_YOUR INSTRUCTIONS_: Convert the listing below into a numbered list with one item per line, dropping any blank lines and omitting the pictures.

_RECORDS SUPPLIED_:

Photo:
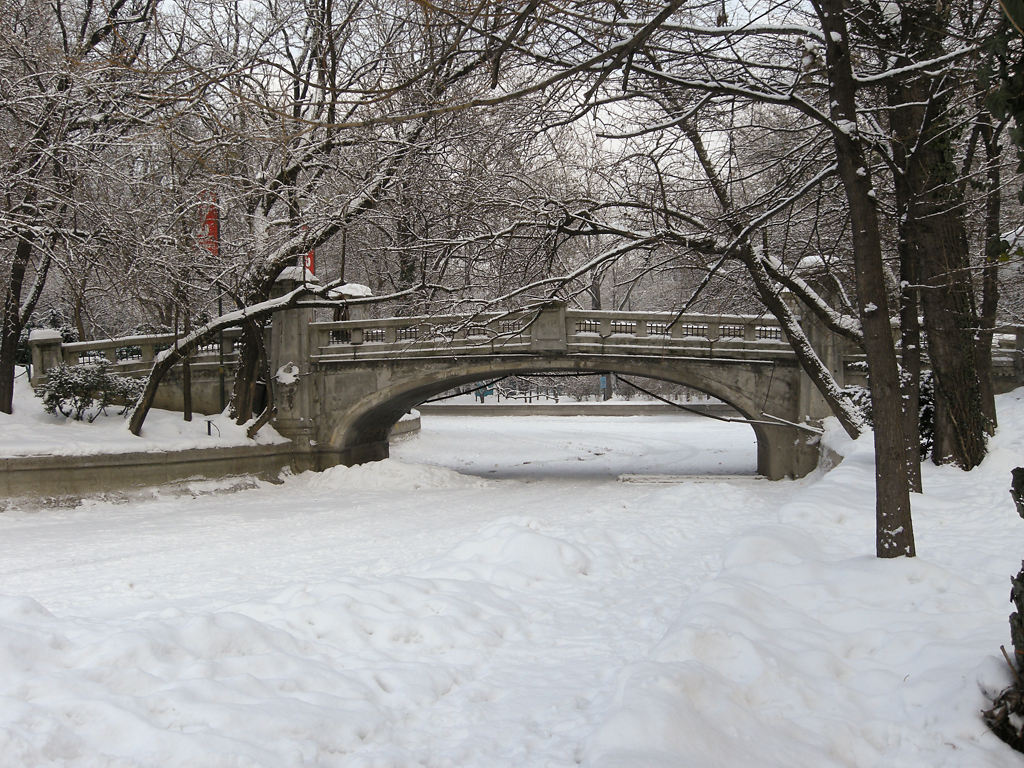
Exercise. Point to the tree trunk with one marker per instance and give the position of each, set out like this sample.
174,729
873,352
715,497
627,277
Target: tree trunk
936,238
990,273
893,524
909,297
11,326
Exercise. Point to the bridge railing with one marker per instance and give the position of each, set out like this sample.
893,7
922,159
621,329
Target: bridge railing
132,350
127,354
512,332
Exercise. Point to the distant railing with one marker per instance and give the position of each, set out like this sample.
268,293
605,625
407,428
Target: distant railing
140,350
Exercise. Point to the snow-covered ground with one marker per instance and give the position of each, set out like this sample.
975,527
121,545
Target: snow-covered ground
495,596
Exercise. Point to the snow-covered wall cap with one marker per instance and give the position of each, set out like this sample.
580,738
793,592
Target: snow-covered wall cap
45,334
297,274
350,291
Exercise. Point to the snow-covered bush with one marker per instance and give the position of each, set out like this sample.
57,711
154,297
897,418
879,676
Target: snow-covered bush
53,318
84,391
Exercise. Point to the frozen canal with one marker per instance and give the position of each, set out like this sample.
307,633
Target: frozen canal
492,596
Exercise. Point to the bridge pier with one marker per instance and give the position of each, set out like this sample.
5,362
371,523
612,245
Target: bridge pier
291,385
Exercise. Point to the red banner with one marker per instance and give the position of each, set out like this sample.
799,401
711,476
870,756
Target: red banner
209,232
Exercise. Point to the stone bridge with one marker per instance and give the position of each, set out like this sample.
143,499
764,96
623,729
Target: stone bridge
340,386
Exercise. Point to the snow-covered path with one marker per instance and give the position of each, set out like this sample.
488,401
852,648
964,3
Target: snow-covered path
528,610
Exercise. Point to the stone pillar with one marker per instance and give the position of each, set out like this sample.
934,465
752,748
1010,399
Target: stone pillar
45,345
292,387
829,348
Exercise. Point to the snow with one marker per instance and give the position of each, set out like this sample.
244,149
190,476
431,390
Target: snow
31,431
297,274
287,374
494,596
44,334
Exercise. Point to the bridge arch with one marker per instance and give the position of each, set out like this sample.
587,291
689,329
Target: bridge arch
356,428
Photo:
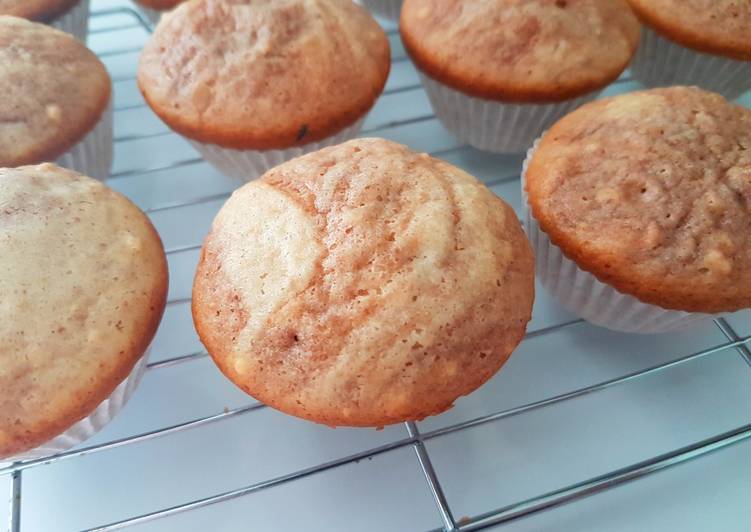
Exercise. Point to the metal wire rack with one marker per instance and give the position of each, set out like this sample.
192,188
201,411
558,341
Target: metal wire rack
154,173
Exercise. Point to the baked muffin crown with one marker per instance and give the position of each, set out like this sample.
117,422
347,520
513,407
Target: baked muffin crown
54,91
83,288
39,10
159,4
649,192
521,50
719,27
264,74
363,285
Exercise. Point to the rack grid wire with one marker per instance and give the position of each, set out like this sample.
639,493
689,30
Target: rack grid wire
139,172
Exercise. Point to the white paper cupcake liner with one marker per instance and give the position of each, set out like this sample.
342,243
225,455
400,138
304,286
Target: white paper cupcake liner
390,9
660,62
583,294
247,165
92,156
495,126
94,422
152,14
75,21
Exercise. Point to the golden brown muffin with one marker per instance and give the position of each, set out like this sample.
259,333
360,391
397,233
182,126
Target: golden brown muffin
520,50
649,192
363,285
39,10
82,291
719,27
160,5
54,91
264,74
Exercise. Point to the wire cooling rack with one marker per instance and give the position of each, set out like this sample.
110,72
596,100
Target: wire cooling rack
578,410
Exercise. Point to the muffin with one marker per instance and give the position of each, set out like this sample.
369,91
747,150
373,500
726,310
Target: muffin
83,289
56,100
363,285
70,16
389,9
254,83
154,9
638,209
500,72
695,42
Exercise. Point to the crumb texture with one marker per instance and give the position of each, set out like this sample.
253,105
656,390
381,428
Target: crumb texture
159,4
264,74
363,285
650,192
53,92
83,287
521,50
41,10
714,26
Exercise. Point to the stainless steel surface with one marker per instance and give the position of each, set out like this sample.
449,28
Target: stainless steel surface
191,444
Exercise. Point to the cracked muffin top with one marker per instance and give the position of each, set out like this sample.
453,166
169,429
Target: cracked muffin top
264,74
82,291
521,50
53,92
363,285
650,191
719,27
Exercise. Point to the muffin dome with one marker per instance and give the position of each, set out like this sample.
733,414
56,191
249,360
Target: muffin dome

_OUTPUT BELOW_:
1. Photo:
2. Exercise. Point to the tree trunk with one marker per instance and give the position of each, set out like this sample.
3. 174,729
4. 873,352
5. 715,497
6. 627,277
7. Target: tree trunk
8. 936,238
9. 990,273
10. 893,524
11. 909,297
12. 11,326
13. Exercise. Point to the bridge railing with one marker per instance and give the position of each, set out like this sample.
14. 893,7
15. 922,159
16. 621,329
17. Target: bridge railing
18. 132,350
19. 127,354
20. 512,332
21. Exercise. Point to the distant railing with one marker per instance and give the position of each, set out like this sample.
22. 268,293
23. 605,625
24. 407,428
25. Target: distant railing
26. 140,350
27. Exercise. Point to the snow-covered ground with one marker per instance and give the position of each, set out like this sample.
28. 975,527
29. 121,545
30. Target: snow-covered ground
31. 495,596
32. Exercise. Point to the snow-covered wall cap with one marker per instance and give the position of each, set out like this sample.
33. 580,738
34. 793,592
35. Target: snow-covered wall cap
36. 45,334
37. 297,274
38. 350,291
39. Exercise. Point to the snow-covered bush with one marker per instance and give the position of each, set out like this sample.
40. 57,711
41. 154,297
42. 897,418
43. 879,676
44. Target: snow-covered bush
45. 53,318
46. 84,391
47. Exercise. Point to the frozen canal with one marker per instance and give the position of each, set out like this sample.
48. 307,633
49. Target: frozen canal
50. 492,596
51. Exercise. Point to the bridge pier with one marker per instance and give the position of each, set out like this sample.
52. 5,362
53. 371,523
54. 612,245
55. Target: bridge pier
56. 291,385
57. Exercise. Point to the red banner with one marker per instance and give the position of each, set out like this sample.
58. 799,401
59. 711,476
60. 870,756
61. Target: red banner
62. 209,232
63. Exercise. Point to the stone bridge with one marker per instance and give the position of each, set out like this sample.
64. 143,499
65. 764,96
66. 623,729
67. Target: stone bridge
68. 340,386
69. Exercise. Point to the snow-covered path with one marker per instance and give the position of each, set out like this sample.
70. 488,401
71. 852,648
72. 964,3
73. Target: snow-covered path
74. 528,610
75. Exercise. Point to the stone pillar with one marker per instance and give the position of each, set out like this sample.
76. 934,465
77. 752,748
78. 1010,399
79. Target: stone pillar
80. 45,345
81. 292,387
82. 829,348
83. Exercise. Point to the snow with one marker per instance and give the position of each, set out like this sample.
84. 244,149
85. 190,476
86. 431,390
87. Target: snow
88. 31,431
89. 297,274
90. 287,374
91. 494,596
92. 44,334
93. Exercise. Point to the bridge arch with one marker per instance and give the position of each, set out like this sample.
94. 587,291
95. 689,329
96. Target: bridge arch
97. 356,428
98. Photo:
99. Exercise. Point to the metal wire rack with one marker per instance and give the position of each, set out like this sample.
100. 192,188
101. 201,411
102. 558,341
103. Target: metal wire rack
104. 154,173
105. Exercise. Point to the baked muffin crown with one marker per instance and give the position of each, set out like this sample.
106. 117,422
107. 347,520
108. 513,407
109. Target: baked muffin crown
110. 54,91
111. 83,288
112. 39,10
113. 159,4
114. 649,192
115. 521,50
116. 719,27
117. 264,74
118. 363,285
119. Exercise. Point to the rack grid wire with one marker per instance and give the position of each, set out like this sample.
120. 639,493
121. 689,30
122. Target: rack grid wire
123. 139,172
124. Exercise. Point to the white paper cupcake liner with one marker per instance and give the position of each, set out like this sample.
125. 342,243
126. 225,455
127. 400,138
128. 304,286
129. Target: white paper cupcake liner
130. 390,9
131. 660,62
132. 583,294
133. 247,165
134. 92,156
135. 495,126
136. 94,422
137. 152,14
138. 75,21
139. Exercise. Point to the golden brown muffin with one marker per instance and give the position of each, set out like this sample.
140. 259,333
141. 360,391
142. 397,233
143. 182,126
144. Target: golden brown muffin
145. 520,50
146. 649,192
147. 363,285
148. 39,10
149. 82,291
150. 719,27
151. 160,5
152. 54,91
153. 264,74
154. Exercise. Point to the wire cooling rack with one marker per instance and give the position of each, set out like this sample.
155. 110,72
156. 596,100
157. Target: wire cooling rack
158. 578,410
159. Exercise. Point to the muffin with one marker per instance and give the position of each, set out like this sample.
160. 369,91
161. 747,150
162. 373,500
163. 726,310
164. Target: muffin
165. 83,289
166. 56,100
167. 363,285
168. 70,16
169. 389,9
170. 254,83
171. 154,9
172. 638,209
173. 500,72
174. 695,42
175. Exercise. Point to the crumb texture with one marker per instance and give the position of each, set out like this sample.
176. 253,105
177. 656,390
178. 381,428
179. Target: crumb texture
180. 159,4
181. 264,74
182. 363,285
183. 650,192
184. 53,92
185. 83,287
186. 521,50
187. 41,10
188. 714,26
189. Exercise. Point to the stainless steel surface with one marker per instance and give the position of each, set out like this sample.
190. 449,28
191. Target: stainless steel surface
192. 191,444
193. Exercise. Point to the cracked muffin top with one marker per instance and give the position of each, set out like this sample.
194. 453,166
195. 169,429
196. Target: cracked muffin top
197. 264,74
198. 82,291
199. 521,50
200. 53,92
201. 363,285
202. 650,191
203. 719,27
204. Exercise. Point to the muffin dome with one marker per instance and give the position of each, set out like this sample.
205. 733,414
206. 56,191
207. 249,360
208. Target: muffin dome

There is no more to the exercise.